● DATA EXTRACT:
---+---

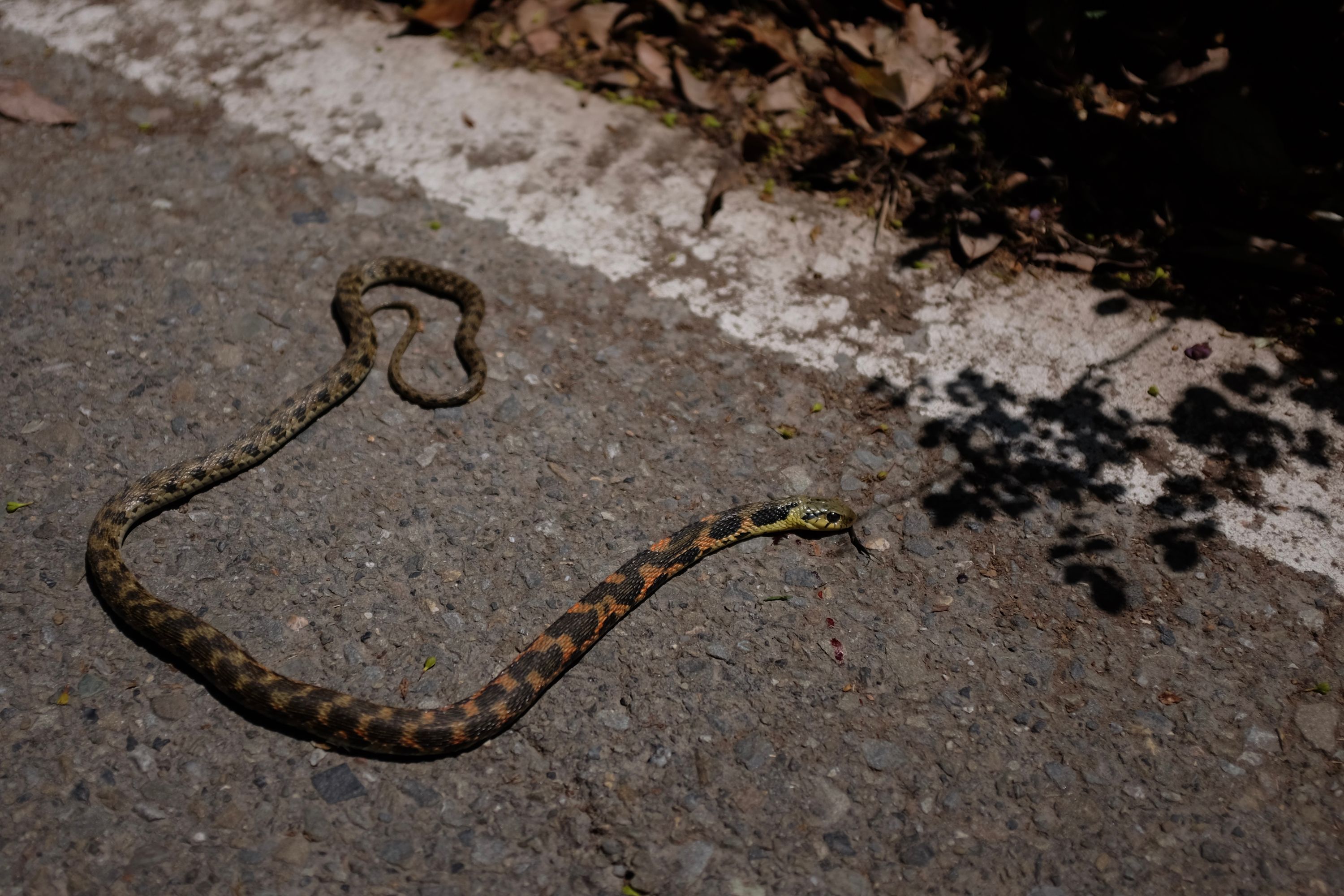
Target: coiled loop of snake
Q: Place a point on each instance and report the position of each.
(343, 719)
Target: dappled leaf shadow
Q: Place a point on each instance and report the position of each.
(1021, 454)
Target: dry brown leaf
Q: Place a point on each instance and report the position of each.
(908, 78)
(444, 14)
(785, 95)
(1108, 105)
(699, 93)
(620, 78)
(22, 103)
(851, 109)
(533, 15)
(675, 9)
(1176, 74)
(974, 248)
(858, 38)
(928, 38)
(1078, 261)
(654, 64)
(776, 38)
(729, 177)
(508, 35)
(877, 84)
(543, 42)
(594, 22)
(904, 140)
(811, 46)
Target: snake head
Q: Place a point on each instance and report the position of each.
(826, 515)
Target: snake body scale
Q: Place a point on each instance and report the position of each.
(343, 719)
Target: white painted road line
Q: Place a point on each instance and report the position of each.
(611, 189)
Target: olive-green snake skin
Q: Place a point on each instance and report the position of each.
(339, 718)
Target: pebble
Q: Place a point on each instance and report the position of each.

---+---

● WORK INSTRUCTIONS:
The result should be an exact repetition of all the records. Drop the pictures.

● FINISHED TASK:
Target: coiled loop of snake
Q: Place a point on each instance and report the position of each.
(343, 719)
Target: dappled leaf shadow
Q: Place a point on each instance and report the position of each.
(1021, 454)
Target: dry brown leaf
Q: Place a point on each instance and report the position of each.
(908, 78)
(444, 14)
(785, 95)
(1108, 105)
(699, 93)
(620, 78)
(22, 103)
(851, 109)
(533, 15)
(675, 9)
(1176, 74)
(974, 248)
(858, 38)
(928, 38)
(1078, 261)
(654, 64)
(776, 38)
(729, 177)
(508, 35)
(877, 84)
(543, 42)
(594, 22)
(904, 140)
(811, 46)
Target: snake head
Q: Place a point on each instance and report the position of each.
(826, 515)
Target: snake body scale
Q: Place a point on each instance and report the position of each.
(343, 719)
Target: white painted road line
Q: Place a point on each instance and report the position of each.
(611, 189)
Target: olive-green snake skin
Q: Place a point on each instance and report the position of each.
(339, 718)
Target: pebble
Q: Place a point on each instance and report the position of each.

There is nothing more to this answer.